* Teks yang Diberikan:
++++++++

Dan benar sudah, kelompok faksi militer yang pertama kali merespon terhadap eksistensi WPNCL di Vanuatu adalah kelompok faksi militer yang dipimpin Puron Wenda di Lani Jaya. Menurut Bupati Lanny Jaya, Befa Jigibalom, kelompok yang diperkirakan beranggotakan 100 orang ini telah menguasai 2 kampung yakni Kampung Pirime Balinga dan Kampung Kwiyawagi. Kelompok pimpinan Puron Okiman Wenda atau lebih dikenal sebagai Puron Wenda adalah kelompok yang faksi militer OPM yang bermarkas di Pilia, Lany Jaya, oleh sebab itu kelompok ini dikenal sebagai kelompik Pilia. Di Lany Jaya sendiri tidak hanya dikuasai oleh Kelompok Puron Wenda, ada beberapa kelompok faksi militer lain yang juga beroperasi di sekitar Kabupaten Lany Jaya, yaitu Kelompok Enden Wanimbo dan Barnabas Telenggen. Ketiga kelompok ini saling terputus satu sama lain.

++++++++

* Baris Data Tugas:
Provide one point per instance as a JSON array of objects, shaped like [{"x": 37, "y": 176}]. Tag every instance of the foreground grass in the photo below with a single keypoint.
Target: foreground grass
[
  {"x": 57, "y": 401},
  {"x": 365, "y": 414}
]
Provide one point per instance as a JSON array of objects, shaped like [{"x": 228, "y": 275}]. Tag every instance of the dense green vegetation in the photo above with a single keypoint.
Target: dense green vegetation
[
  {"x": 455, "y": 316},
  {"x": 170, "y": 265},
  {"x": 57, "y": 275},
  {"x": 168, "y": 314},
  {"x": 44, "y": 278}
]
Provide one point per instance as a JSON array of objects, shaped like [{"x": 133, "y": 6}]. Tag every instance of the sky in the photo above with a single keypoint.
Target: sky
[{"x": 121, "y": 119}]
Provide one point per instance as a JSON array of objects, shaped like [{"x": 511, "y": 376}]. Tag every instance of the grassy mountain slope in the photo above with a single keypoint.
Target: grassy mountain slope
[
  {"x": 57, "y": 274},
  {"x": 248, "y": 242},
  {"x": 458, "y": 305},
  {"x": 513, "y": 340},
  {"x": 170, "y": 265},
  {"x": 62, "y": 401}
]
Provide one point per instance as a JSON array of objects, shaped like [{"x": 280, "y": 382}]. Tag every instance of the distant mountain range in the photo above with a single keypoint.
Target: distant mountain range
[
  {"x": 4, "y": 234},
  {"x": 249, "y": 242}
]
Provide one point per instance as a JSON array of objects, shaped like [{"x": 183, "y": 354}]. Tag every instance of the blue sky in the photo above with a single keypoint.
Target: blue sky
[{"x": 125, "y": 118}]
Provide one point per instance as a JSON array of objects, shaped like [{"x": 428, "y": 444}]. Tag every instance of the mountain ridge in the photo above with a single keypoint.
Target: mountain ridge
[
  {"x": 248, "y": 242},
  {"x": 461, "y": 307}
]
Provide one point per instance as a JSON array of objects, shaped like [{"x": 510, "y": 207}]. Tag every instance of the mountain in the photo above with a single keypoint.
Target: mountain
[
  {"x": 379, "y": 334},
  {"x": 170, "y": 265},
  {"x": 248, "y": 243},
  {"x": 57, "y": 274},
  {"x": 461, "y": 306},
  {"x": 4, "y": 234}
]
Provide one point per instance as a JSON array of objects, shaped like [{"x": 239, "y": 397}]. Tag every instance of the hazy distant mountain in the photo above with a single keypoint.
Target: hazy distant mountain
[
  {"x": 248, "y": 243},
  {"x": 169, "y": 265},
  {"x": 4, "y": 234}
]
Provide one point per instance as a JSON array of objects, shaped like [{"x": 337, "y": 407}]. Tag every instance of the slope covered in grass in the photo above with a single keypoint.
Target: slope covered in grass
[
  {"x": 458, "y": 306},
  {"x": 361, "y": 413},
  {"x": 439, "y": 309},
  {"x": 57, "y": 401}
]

++++++++

* Tugas yang Diminta:
1. Sebutkan semua nama orang yang tercantum dalam teks tentang kelompok faksi militer di Lanny Jaya.
2. Masukkan ke dalam daftar JSON berisi string semua baris dalam baris data, mulai dari baris yang memuat "of the hazy" hingga akhir baris data. Buat satu string untuk setiap baris dan lewati baris kosong.
Teks dan baris data merupakan dua bahan yang terpisah.

* Jawaban Latihan Ini:
1. Puron Okiman Wenda (Puron Wenda), Befa Jigibalom, Enden Wanimbo, Barnabas Telenggen

2.
[
  "Provide one point per instance as a JSON array of objects, shaped like [{\"x\": 239, \"y\": 397}]. Tag every instance of the hazy distant mountain in the photo above with a single keypoint.",
  "Target: hazy distant mountain",
  "[",
  "  {\"x\": 248, \"y\": 243},",
  "  {\"x\": 169, \"y\": 265},",
  "  {\"x\": 4, \"y\": 234}",
  "]",
  "Provide one point per instance as a JSON array of objects, shaped like [{\"x\": 337, \"y\": 407}]. Tag every instance of the slope covered in grass in the photo above with a single keypoint.",
  "Target: slope covered in grass",
  "[",
  "  {\"x\": 458, \"y\": 306},",
  "  {\"x\": 361, \"y\": 413},",
  "  {\"x\": 439, \"y\": 309},",
  "  {\"x\": 57, \"y\": 401}",
  "]"
]